BEGIN Text for analysis

Jakarta. Health Minister Budi Gunadi Sadikin has suspected the government's Covid-19 test reporting application's complicated user interface kept laboratories from reporting the complete test data on time, distorting key indicators for assessing the pandemic situation in Indonesia.  

Budi said laboratories prioritized reporting positive polymerase chain reaction (PCR) test results over the negative ones to ensure the infected person can enter isolation as soon as possible, a critical step considering that it was usual for many in Indonesia to wait three to seven days for the result.   

"Because the amount of data is so large and the user interface is complicated, many [laboratories opt to] punch in the positive results first, leaving out many negative results," Budi said in a press conference on Wednesday. 

On the other hand, the laboratories' decision would artificially increase the daily positivity rate — the ratio between positive test results and the total tests conducted on that day. 

Hours after the press conference, the Health Ministry reported a whopping 97 percent positivity rate on Wednesday, with 9,687 out of 9,991 tests turned out positive. That brought the seven-day average positive rate spiked to 40 percent on Wednesday, a level the country has never seen since last April, after steadily rising from 20 percent in the past two months.  

The World Health Organization (WHO) recommends a positivity rate of under 5 percent to indicate that a country traces and tests enough suspects to control the pandemic. 

Budi said the ministry is working to improve the user interface for its test-reporting application to make it easier for laboratories, hospitals, and other health facilities to submit reports.

"We think that with more data, including negative results, it will make our positivity rate reflect the real number," Budi said.

The exclusion of negative results may also explain a dramatic drop in the number of daily tests. The rolling seven-day average for the daily test was at 25,533 on Wednesday, down 43 percent from its peak of 44,878 on Jan 29. 

The drop in the number of tests has caused the public to question the country's daily Covid-19 cases number, which has been declining since the beginning of the month. The decline did not square with the fact that the number of Covid-19 suspects continues to increase. There were 83,916 people suspected of having Covid-19 on Wednesday, up 14 percent so far this month, according to the ministry's data.

END Text for analysis

Questions to answer ->
**1.** What positivity rate does the WHO recommend, according to the Covid-19 testing article?
**2.** List every percentage figure stated in the Covid-19 testing article.
**3.** Reproduce the passage of the Covid-19 testing article starting at "The drop in" and ending at "the ministry's data.".
The records are separate material, unrelated to the Covid-19 testing article.

BEGIN Exercise data

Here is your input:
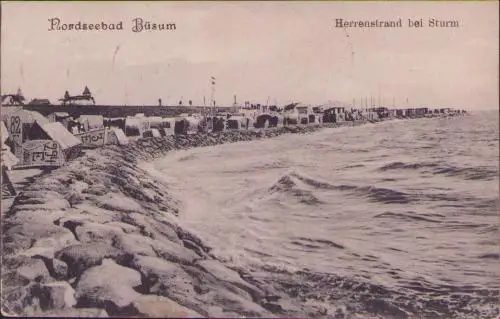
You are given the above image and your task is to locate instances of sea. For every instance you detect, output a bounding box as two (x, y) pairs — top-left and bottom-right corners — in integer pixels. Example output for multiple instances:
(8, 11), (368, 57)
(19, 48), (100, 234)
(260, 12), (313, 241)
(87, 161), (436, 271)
(143, 111), (500, 318)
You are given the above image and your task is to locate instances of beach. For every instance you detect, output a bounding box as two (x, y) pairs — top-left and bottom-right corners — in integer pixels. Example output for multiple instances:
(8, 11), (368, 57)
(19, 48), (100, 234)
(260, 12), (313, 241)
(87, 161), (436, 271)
(2, 113), (498, 318)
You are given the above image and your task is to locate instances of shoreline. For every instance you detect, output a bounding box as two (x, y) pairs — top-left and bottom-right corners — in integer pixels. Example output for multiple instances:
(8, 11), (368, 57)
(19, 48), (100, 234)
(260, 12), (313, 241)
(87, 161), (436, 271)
(2, 114), (464, 317)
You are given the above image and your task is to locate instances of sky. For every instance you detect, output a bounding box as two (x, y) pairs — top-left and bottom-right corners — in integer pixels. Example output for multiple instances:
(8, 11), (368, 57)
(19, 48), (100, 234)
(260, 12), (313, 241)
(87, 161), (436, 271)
(1, 1), (499, 110)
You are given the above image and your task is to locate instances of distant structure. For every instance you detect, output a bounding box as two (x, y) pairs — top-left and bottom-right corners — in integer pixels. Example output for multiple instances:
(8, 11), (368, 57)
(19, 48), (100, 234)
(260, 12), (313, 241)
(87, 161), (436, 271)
(59, 86), (95, 105)
(0, 88), (25, 106)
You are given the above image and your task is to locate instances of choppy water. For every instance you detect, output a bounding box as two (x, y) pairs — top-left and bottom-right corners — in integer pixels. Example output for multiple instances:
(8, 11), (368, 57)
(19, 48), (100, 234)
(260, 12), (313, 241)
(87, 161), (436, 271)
(143, 112), (500, 318)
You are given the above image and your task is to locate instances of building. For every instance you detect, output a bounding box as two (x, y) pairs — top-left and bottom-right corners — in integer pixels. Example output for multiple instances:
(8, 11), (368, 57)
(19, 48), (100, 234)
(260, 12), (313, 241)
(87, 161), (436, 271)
(59, 86), (95, 105)
(28, 99), (51, 105)
(0, 89), (25, 106)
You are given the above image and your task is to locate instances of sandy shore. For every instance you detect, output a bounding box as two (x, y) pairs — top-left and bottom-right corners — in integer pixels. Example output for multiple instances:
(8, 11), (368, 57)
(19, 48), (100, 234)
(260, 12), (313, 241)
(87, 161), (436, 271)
(2, 119), (446, 317)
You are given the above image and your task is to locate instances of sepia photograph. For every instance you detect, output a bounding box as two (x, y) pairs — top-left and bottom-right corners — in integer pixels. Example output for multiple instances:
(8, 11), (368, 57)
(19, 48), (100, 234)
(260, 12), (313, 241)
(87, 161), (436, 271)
(0, 1), (500, 319)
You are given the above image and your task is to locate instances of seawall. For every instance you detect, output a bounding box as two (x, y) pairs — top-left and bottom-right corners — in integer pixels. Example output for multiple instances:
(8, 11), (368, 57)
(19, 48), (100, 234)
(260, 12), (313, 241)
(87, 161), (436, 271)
(2, 119), (444, 317)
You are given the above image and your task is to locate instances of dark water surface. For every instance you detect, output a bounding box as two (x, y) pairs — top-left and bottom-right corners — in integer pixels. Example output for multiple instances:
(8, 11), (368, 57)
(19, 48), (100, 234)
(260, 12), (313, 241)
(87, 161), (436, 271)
(146, 112), (500, 318)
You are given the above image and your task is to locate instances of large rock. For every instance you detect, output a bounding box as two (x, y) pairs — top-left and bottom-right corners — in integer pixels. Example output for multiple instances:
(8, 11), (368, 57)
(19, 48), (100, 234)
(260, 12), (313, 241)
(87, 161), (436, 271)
(130, 256), (195, 299)
(113, 234), (156, 256)
(98, 194), (143, 213)
(16, 258), (50, 281)
(32, 281), (76, 310)
(34, 308), (109, 318)
(121, 213), (181, 243)
(76, 259), (141, 315)
(196, 259), (264, 300)
(132, 295), (203, 318)
(106, 221), (139, 234)
(152, 239), (200, 264)
(3, 220), (74, 253)
(55, 243), (131, 277)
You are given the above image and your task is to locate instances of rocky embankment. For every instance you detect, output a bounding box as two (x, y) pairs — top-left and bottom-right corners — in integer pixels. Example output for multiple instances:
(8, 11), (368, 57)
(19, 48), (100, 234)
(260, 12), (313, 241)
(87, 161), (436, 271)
(2, 124), (352, 317)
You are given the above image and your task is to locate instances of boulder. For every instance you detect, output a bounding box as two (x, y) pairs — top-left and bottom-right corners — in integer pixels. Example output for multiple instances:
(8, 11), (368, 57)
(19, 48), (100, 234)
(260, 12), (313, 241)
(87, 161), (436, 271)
(75, 222), (123, 245)
(32, 281), (76, 310)
(76, 259), (141, 315)
(98, 194), (142, 213)
(132, 295), (203, 318)
(16, 258), (50, 281)
(106, 221), (139, 234)
(113, 234), (156, 257)
(51, 259), (68, 279)
(55, 243), (131, 277)
(4, 220), (74, 253)
(34, 308), (109, 318)
(148, 239), (199, 264)
(196, 259), (264, 299)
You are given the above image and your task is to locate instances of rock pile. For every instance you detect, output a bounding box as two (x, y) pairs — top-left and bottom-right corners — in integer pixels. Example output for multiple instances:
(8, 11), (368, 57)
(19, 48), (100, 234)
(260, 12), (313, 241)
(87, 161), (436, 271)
(2, 122), (342, 317)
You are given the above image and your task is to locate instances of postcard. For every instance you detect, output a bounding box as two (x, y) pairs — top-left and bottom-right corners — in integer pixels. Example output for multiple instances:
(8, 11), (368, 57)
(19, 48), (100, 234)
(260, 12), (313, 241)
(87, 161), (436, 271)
(0, 1), (500, 318)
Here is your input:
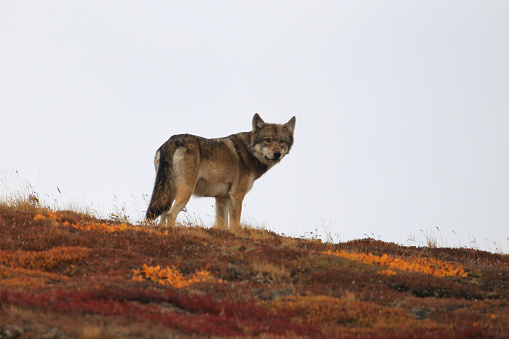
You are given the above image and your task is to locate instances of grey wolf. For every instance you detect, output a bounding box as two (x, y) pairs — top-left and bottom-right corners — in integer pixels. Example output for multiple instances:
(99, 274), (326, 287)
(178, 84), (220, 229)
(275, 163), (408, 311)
(146, 113), (296, 228)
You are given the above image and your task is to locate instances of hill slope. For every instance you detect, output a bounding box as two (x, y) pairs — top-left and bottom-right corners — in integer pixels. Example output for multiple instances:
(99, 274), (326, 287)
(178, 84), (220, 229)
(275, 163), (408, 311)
(0, 205), (509, 338)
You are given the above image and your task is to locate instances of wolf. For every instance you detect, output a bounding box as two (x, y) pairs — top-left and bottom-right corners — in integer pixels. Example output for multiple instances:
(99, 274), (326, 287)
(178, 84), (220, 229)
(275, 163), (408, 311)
(146, 113), (296, 229)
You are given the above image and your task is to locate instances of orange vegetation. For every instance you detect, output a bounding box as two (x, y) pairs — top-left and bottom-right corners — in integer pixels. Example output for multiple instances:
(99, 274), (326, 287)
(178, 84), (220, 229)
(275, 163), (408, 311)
(325, 250), (467, 277)
(133, 265), (221, 288)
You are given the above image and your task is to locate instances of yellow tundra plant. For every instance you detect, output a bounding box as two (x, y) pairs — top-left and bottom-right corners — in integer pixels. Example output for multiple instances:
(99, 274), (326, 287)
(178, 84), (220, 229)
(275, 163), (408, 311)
(325, 250), (467, 277)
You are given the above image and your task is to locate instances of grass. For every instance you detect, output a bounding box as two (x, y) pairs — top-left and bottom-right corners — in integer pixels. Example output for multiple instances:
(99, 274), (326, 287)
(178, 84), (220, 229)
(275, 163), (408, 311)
(0, 174), (509, 338)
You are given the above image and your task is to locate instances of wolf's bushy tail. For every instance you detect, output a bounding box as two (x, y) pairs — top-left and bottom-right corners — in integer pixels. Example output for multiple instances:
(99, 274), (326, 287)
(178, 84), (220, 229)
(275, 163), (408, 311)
(146, 144), (176, 220)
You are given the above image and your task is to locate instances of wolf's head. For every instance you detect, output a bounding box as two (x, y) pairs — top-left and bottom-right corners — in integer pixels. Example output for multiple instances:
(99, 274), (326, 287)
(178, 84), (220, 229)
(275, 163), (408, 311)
(251, 113), (295, 166)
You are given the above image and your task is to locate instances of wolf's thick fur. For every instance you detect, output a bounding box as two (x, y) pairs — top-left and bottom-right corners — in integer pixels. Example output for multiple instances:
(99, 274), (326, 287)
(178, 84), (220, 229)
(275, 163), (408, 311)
(146, 113), (295, 228)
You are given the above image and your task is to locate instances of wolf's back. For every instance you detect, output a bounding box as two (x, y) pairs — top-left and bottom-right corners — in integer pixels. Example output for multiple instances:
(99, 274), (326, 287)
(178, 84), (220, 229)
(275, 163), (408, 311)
(146, 141), (177, 220)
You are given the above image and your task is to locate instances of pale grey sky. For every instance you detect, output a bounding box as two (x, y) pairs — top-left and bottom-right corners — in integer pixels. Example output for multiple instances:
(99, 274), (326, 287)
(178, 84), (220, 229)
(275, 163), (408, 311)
(0, 0), (509, 253)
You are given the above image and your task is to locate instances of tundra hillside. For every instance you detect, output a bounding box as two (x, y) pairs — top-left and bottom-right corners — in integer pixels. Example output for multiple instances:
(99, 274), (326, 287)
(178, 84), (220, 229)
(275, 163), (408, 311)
(0, 199), (509, 338)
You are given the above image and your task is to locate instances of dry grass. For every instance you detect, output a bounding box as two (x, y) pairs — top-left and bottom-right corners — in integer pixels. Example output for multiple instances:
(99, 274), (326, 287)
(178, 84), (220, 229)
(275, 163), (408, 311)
(0, 174), (509, 338)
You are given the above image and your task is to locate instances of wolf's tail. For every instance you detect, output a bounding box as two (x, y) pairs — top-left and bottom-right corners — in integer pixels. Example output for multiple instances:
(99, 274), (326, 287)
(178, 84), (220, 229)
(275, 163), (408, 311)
(146, 144), (176, 220)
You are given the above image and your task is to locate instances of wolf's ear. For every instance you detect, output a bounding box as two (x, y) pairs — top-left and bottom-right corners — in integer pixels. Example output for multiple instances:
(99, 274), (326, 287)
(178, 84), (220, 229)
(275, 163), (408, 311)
(283, 117), (296, 134)
(253, 113), (265, 131)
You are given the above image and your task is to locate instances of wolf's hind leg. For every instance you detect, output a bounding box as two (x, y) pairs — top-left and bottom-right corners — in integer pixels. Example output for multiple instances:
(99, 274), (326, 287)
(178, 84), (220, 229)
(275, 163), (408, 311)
(230, 195), (244, 229)
(216, 198), (230, 228)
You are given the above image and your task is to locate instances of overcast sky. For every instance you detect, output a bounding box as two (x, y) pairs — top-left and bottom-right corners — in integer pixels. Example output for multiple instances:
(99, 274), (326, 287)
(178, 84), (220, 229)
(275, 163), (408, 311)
(0, 0), (509, 253)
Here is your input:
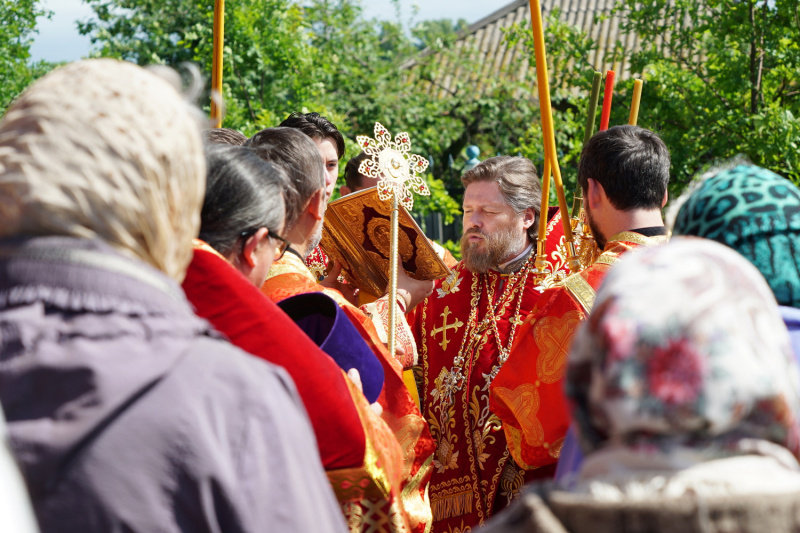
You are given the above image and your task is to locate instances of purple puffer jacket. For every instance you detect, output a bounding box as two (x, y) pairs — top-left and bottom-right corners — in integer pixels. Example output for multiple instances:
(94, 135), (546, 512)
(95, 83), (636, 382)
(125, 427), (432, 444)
(0, 237), (345, 533)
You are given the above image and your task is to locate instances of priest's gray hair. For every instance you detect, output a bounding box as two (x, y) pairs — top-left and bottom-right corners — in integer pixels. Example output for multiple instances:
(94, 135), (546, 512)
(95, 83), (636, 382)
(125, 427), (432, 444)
(461, 155), (542, 242)
(0, 59), (205, 281)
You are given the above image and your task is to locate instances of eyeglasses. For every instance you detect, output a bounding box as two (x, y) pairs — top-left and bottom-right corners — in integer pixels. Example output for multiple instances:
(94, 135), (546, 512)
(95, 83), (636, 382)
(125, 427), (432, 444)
(240, 228), (291, 261)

END Exercise data

Per-task answers ->
**1.** Under 5 percent.

**2.** 97 percent, 40 percent, 20 percent, 5 percent, 43 percent, 14 percent

**3.**
The drop in the number of tests has caused the public to question the country's daily Covid-19 cases number, which has been declining since the beginning of the month. The decline did not square with the fact that the number of Covid-19 suspects continues to increase. There were 83,916 people suspected of having Covid-19 on Wednesday, up 14 percent so far this month, according to the ministry's data.